— Photo-based referring expression data —
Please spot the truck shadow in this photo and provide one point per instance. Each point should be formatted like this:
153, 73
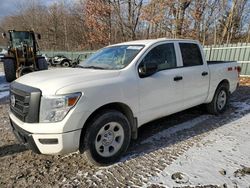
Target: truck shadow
169, 130
12, 149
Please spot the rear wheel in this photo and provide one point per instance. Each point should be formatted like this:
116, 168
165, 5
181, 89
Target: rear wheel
9, 69
220, 100
42, 64
107, 138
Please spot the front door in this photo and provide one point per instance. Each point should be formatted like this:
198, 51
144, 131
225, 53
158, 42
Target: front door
161, 93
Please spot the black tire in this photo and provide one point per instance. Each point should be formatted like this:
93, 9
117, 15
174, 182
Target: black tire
215, 107
65, 63
42, 64
101, 122
9, 69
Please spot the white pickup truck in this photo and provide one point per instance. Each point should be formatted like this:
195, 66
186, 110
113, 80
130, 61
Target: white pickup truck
97, 107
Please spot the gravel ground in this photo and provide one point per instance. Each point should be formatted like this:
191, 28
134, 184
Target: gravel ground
159, 144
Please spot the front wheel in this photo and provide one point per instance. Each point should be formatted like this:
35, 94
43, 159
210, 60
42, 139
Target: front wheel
107, 138
220, 100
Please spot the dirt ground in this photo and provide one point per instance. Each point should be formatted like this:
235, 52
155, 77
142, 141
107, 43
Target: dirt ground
159, 144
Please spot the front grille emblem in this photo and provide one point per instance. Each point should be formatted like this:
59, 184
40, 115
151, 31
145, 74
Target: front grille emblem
12, 100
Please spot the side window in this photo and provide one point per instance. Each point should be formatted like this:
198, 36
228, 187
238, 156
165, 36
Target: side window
163, 55
191, 54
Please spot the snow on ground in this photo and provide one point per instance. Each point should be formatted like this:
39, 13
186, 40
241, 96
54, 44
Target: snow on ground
221, 158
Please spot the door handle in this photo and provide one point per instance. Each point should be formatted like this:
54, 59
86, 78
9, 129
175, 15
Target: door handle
204, 73
177, 78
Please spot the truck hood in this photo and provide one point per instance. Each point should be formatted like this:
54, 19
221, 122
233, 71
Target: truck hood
52, 80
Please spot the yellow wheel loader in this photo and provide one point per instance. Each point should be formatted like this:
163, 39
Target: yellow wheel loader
22, 57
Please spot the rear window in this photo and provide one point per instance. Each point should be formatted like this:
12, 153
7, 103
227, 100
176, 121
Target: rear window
191, 55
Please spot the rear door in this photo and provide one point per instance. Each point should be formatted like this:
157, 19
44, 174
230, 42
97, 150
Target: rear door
195, 74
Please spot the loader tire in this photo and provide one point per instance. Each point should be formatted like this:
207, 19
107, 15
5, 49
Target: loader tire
9, 69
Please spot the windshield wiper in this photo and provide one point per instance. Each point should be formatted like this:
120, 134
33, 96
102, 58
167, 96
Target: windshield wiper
89, 67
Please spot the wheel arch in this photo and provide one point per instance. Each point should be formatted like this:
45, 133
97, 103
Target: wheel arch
121, 107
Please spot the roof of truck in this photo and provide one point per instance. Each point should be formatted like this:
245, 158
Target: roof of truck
152, 41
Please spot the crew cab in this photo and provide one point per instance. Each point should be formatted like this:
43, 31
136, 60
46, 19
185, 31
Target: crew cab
98, 106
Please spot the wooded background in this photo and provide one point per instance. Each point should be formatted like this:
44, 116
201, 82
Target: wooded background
91, 24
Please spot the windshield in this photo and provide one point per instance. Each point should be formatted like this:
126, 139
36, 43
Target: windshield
21, 37
116, 57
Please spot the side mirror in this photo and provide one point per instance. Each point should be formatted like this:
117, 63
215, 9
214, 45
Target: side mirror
39, 36
147, 69
4, 35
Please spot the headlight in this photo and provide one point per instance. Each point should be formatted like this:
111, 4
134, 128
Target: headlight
55, 108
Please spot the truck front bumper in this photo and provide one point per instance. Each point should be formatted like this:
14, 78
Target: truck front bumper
47, 143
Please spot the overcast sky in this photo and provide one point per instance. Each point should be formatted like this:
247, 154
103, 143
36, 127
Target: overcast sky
9, 7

— Work item —
What you return must match the entries above exactly, apart from the pictures, which are left out.

— Answer space —
Please spot the truck shadow in this photo and provide one point per instance. Each point should be formatted like this:
153, 73
Target: truck shadow
169, 130
12, 149
Please spot the rear wheel in this photo and provide one point per instance. Each point should be formatted like this:
116, 168
165, 5
181, 89
Target: rear wheel
9, 69
220, 100
42, 64
107, 138
Please spot the front door in this photo and provide one point per instance. Each point should be formatted like this:
198, 51
144, 131
225, 53
158, 42
Target: front door
161, 93
Please spot the black tire in this photo and provide one point per instance. Each point should be formatted like this:
93, 9
117, 15
174, 182
Target: black tire
215, 107
65, 63
42, 64
101, 122
9, 69
Please spot the white pickup truck in this photo and provide one point per instance. Each point should be formatted like this:
195, 66
186, 110
113, 80
130, 61
Target: white pickup truck
97, 107
Please spot the gravel ground in this photo and provide one point per instance. Each point should be formatted like this:
191, 28
134, 184
Target: gravel ground
159, 144
Please spot the front wheel in this photo and provide one point per instance. Each point should be formatted like this:
35, 94
43, 159
210, 60
42, 139
Target: front wheel
107, 138
220, 100
Please spot the dirt ground in this photo and provide one point per instance. Each point should be formatted like this:
235, 52
155, 77
142, 141
107, 43
Target: dirt ground
159, 144
Please spot the front grille emblem in this photo and provide one point per instance. Each point should be formatted like this:
59, 184
40, 115
151, 31
145, 74
Target: front grille emblem
12, 100
Please spot the side window in this photo and provide one point per instance. Each point should be formatted like this:
198, 36
228, 187
238, 156
165, 36
Target: side window
163, 55
191, 54
Please spot the snow on ground in this photo and provide one point per instance. Each point should be formatted like this:
39, 13
186, 40
241, 96
54, 44
Target: snow on ground
221, 158
Please spot the door handle in this photo and provide one point per instance. Each point should be formatted like this:
54, 59
86, 78
9, 129
175, 15
Target: door handle
204, 73
177, 78
Please spot the truck hood in this photo and provide one point per instance. Each point should be formatted like this:
54, 19
221, 122
233, 71
Target: truck hood
52, 80
Please spot the yellow wheel loader in this photo and provide one point per instance. Each point should be formatted like this:
163, 39
Target: yellow wheel loader
22, 57
Please spot the rear window in this photo and provide one point per instance. Each point should be formatted like this:
12, 153
7, 103
227, 100
176, 121
Target: rear window
191, 55
Please spot the rear door in this photo and provide one point per instance. Each point should be formatted like this:
157, 19
44, 174
230, 42
97, 150
Target: rear door
195, 74
Please spot the loader tire in this photo and provide one point per instance. Each point should be formatted like this:
207, 19
107, 15
5, 49
Target: loader tire
9, 69
Please spot the windshield wiper in this photo and provide one point per instance. Each point should be formatted like this:
120, 134
33, 96
102, 58
167, 96
Target: windshield wiper
89, 67
Please spot the wheel arch in this photo and provide one point per instance. Each point should be formatted like this:
45, 133
97, 103
Target: wheel arch
121, 107
Please spot the roof of truck in this photo and provide one point per instance. Each point should be formatted like this:
245, 158
Target: roof of truck
152, 41
Please spot the crew cab in this photo and provide one point per instance. Each point should be formatted like this:
43, 31
136, 60
46, 19
185, 31
Target: crew cab
98, 106
Please spot the wooded background in this photo and provide one point per instance. Each point should be formatted like this:
44, 116
201, 82
Target: wooded background
91, 24
Please spot the windshield in this photo and provide one point per instance. Each point should be formatted like this:
126, 139
36, 43
Target: windshield
21, 37
116, 57
Please spot the side mirror in this photo and provide one point per instance. Each point should be formatted like this:
117, 63
215, 9
214, 45
Target: side mirror
39, 36
147, 69
4, 35
Please spot the headlight in this photo and provide one point per instance. Each point should be formatted like this:
111, 4
134, 128
Target: headlight
55, 108
Please spot the truck front bumper in this photo and provide one point per instance. Each point should be formatted like this:
14, 78
Target: truck front bumper
47, 143
Please spot the overcast sky in this photo and provide one point per instance. Each point should be formatted like this:
247, 154
103, 143
36, 127
Target: overcast sky
9, 7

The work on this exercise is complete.